=== Begin Enclosure ===

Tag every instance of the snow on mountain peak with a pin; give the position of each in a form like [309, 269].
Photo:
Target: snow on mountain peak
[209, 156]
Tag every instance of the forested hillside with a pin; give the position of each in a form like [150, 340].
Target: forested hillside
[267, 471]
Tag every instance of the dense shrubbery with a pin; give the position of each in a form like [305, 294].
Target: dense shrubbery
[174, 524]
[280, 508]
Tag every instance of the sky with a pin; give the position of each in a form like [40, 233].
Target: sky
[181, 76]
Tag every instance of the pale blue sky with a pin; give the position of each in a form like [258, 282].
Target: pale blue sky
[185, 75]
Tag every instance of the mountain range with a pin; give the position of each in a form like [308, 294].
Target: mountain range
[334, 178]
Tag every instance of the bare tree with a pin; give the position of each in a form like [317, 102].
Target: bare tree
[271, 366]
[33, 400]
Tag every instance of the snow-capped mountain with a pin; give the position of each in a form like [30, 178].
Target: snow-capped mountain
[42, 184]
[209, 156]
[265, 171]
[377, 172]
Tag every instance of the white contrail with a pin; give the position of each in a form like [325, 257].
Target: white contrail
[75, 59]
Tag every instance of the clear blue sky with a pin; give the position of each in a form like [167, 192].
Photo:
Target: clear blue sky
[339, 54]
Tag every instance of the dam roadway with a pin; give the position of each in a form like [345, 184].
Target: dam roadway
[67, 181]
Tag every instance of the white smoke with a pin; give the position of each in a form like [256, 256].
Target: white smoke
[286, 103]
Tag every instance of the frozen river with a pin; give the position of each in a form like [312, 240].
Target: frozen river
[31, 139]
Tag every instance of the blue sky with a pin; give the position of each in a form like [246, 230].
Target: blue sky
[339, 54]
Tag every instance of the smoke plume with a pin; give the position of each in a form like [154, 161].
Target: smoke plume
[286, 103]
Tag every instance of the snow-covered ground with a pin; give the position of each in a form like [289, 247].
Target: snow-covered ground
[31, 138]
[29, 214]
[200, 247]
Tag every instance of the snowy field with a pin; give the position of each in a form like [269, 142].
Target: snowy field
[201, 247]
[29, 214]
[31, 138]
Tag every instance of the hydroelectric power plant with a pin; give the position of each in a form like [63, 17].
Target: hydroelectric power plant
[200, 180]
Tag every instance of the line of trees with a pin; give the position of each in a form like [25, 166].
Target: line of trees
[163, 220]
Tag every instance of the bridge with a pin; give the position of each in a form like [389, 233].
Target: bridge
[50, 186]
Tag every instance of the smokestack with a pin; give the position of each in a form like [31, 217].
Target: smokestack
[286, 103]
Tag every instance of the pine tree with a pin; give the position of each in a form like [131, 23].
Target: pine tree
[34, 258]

=== End Enclosure ===

All entries shown above should be printed again exactly.

(Answer box):
Tag every instance of the snow on mountain peak with a pin; give the position of each in a form like [309, 269].
Photo:
Target: snow on mountain peak
[209, 156]
Tag every instance of the forested hillside with a pin; give the position of each in a form like [150, 340].
Target: forested hillside
[267, 471]
Tag every instance of the dense shrubbery with a pin; give the position of each in a form like [305, 294].
Target: dense shrubbery
[174, 524]
[280, 508]
Tag every instance of the sky with a pin; give the position of each in a form like [40, 233].
Target: sky
[181, 76]
Tag every instance of the pale blue sky with a pin; give the position of each in a form like [258, 282].
Target: pale blue sky
[185, 75]
Tag every instance of the mountain range with a pin; give the position of each in a form like [308, 294].
Target: mountain range
[334, 178]
Tag every instance of the bare tree with a pin; give the position of each in a form like [317, 102].
Target: bare tree
[271, 366]
[33, 400]
Tag every instance of the snow-capped mountain with a pin; give the position of each in a form like [30, 178].
Target: snow-capped mountain
[42, 184]
[209, 156]
[265, 171]
[377, 172]
Tag every instance of the white contrail with a pin; give the position of each in a form like [325, 257].
Target: white contrail
[75, 59]
Tag every instance of the clear blue sky with a pin; give the position of each in a form like [167, 192].
Photo:
Target: clear blue sky
[339, 54]
Tag every instance of the dam roadway with a pin; give the position of each in a form like [345, 184].
Target: dam roadway
[67, 181]
Tag every instance of the white smoke with a pin; give the position of each in a form like [256, 256].
Target: white smoke
[286, 103]
Tag every instance of the frozen river with a pin; give the position of each in a form like [312, 240].
Target: frozen river
[31, 139]
Tag every instance of the blue sky with a pin; give the position of each in a form like [246, 230].
Target: blue sky
[339, 54]
Tag every instance of the smoke plume with a pin; give the position of each in a form like [154, 161].
Target: smoke plume
[286, 103]
Tag every instance of the snow-covered ground with a pin; give the position of each in a form like [289, 247].
Target: snow-covered ground
[31, 138]
[29, 214]
[200, 247]
Tag every instance of the snowy field with a pin; give the position of each in a form like [269, 142].
Target: snowy field
[201, 247]
[29, 214]
[31, 138]
Tag every instance of the hydroelectric power plant with a pin; give the position of each in a form like [63, 17].
Target: hydroelectric power plant
[200, 180]
Tag every instance of the line of trees with a pin; give the position of each in a form like [25, 166].
Target: line of trees
[163, 220]
Tag every instance of the bridge with a pin; give the position of each in a form like [389, 233].
Target: bridge
[50, 186]
Tag every instance of the smokestack with a pin; give the position of each in a form like [31, 217].
Target: smokestack
[286, 103]
Tag every instance of the pine tree with a pin; give the position of each in a form like [131, 23].
Target: pine tree
[34, 258]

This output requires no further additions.